| READING PASSAGE |
This is how it plays out: Each woman takes a spot and remains in that location throughout the evening. A gentleman then joins you and a discussion ensues for four minutes, at which time the host blows a whistle and the men all rotate counter-clockwise one spot over to meet with the next person. And as the changeover everyone frantically scribbles notes about the person they just met, trying to document as much info as possible while not losing time with the next candidate. Shorthand would have come in handy.

Okay, this was the moment I had been studying for. I had my code words and general questions; most especially I had my ‘do not talk’ points.

Which of course all TOTALLY went out of the window. The laundry list was pretty much played out with most - what do you do for a living, where do you live, where did you grow up, what do you do for fun...ARGH!! It kind of made sense, my rules are for general mingling so that you don't get stuck in a situation that you are miserable in forever. Couldn't get stuck here.

So how did it go? You know what? It was TOTALLY FUN. Not even kidding. We had a great time. I gotta be honest, that four minutes really worked! Sure, if you were in a good conversation (and yes, believe it or not there were some) then it was too soon, but by god there were some moments I was craving that whistle to blow.

| EXERCISES TO COMPLETE |
1/ In the speed-dating passage, write out the part from "Which of course" up to and including "get stuck here.", replacing "laundry list" with "checklist".
2/ According to the speed-dating passage, which way do the men move when the host blows the whistle?

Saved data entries
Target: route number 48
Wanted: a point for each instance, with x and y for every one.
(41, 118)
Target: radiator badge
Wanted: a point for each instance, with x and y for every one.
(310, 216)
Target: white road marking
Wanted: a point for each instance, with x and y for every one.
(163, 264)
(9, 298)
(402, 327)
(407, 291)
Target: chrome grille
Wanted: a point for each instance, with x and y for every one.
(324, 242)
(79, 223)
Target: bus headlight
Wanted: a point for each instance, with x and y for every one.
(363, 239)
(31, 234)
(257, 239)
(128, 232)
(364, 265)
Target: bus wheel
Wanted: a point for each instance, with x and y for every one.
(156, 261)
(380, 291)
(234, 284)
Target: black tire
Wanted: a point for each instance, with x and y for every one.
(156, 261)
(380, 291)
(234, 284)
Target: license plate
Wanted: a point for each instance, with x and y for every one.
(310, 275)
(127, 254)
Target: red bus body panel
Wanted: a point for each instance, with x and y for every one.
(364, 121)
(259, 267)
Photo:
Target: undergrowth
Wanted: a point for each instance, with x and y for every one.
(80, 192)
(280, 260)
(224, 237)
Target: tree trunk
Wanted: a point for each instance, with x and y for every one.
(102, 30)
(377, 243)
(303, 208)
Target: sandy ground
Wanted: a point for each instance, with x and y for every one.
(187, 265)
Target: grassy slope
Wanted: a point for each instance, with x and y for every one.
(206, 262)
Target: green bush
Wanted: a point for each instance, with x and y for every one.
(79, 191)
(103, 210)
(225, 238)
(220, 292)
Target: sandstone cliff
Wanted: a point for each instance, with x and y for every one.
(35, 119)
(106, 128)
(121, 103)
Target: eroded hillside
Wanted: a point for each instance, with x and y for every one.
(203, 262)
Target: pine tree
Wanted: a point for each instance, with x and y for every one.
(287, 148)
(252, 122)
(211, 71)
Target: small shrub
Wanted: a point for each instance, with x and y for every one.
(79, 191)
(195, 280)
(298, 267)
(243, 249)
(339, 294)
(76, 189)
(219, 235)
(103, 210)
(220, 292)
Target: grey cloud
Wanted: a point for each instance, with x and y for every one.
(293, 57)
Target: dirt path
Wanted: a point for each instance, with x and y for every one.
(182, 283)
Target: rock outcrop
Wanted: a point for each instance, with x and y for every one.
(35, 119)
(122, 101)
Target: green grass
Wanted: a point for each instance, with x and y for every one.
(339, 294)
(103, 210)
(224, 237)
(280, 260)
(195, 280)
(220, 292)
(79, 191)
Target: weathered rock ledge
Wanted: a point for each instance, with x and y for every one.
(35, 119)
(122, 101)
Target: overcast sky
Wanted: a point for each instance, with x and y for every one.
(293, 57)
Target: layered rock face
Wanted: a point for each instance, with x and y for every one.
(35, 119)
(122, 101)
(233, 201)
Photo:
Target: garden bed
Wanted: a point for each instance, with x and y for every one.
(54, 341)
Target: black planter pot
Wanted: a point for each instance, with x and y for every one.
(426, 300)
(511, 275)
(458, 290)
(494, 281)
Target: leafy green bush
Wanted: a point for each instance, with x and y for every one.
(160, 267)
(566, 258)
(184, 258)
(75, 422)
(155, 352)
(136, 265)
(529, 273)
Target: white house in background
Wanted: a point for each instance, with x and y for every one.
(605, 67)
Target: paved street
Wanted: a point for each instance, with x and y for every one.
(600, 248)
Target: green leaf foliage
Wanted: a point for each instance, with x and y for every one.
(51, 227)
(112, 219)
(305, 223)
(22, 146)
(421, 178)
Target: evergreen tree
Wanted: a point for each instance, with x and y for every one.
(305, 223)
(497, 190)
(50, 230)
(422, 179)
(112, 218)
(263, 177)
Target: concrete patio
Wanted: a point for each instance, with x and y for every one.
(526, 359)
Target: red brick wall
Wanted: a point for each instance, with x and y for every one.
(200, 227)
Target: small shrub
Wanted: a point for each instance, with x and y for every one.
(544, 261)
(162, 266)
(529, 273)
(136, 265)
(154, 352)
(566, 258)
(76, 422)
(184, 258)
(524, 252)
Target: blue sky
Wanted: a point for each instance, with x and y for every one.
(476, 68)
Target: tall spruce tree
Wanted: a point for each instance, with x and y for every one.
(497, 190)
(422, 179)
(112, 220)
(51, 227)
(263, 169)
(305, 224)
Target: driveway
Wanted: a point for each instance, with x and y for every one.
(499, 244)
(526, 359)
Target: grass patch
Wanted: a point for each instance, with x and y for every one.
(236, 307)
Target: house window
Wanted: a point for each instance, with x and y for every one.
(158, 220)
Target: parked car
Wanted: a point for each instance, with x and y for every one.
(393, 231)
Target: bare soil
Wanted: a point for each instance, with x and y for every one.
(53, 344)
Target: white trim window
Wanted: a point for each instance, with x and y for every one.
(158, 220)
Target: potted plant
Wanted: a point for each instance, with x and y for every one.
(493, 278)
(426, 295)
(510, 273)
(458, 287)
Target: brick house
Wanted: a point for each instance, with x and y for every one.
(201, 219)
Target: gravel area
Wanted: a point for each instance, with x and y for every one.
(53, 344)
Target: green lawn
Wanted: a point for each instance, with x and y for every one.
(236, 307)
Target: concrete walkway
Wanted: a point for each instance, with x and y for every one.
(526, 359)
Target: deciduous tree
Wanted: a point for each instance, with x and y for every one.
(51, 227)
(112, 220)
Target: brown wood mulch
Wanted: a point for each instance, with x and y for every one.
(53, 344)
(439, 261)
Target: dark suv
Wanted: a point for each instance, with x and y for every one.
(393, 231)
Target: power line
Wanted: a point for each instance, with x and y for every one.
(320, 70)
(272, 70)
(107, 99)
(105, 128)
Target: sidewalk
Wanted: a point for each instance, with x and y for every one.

| RESPONSES TO THE TASKS |
1/
Which of course all TOTALLY went out of the window. The checklist was pretty much played out with most - what do you do for a living, where do you live, where did you grow up, what do you do for fun...ARGH!! It kind of made sense, my rules are for general mingling so that you don't get stuck in a situation that you are miserable in forever. Couldn't get stuck here.

2/ Counter-clockwise, one spot over.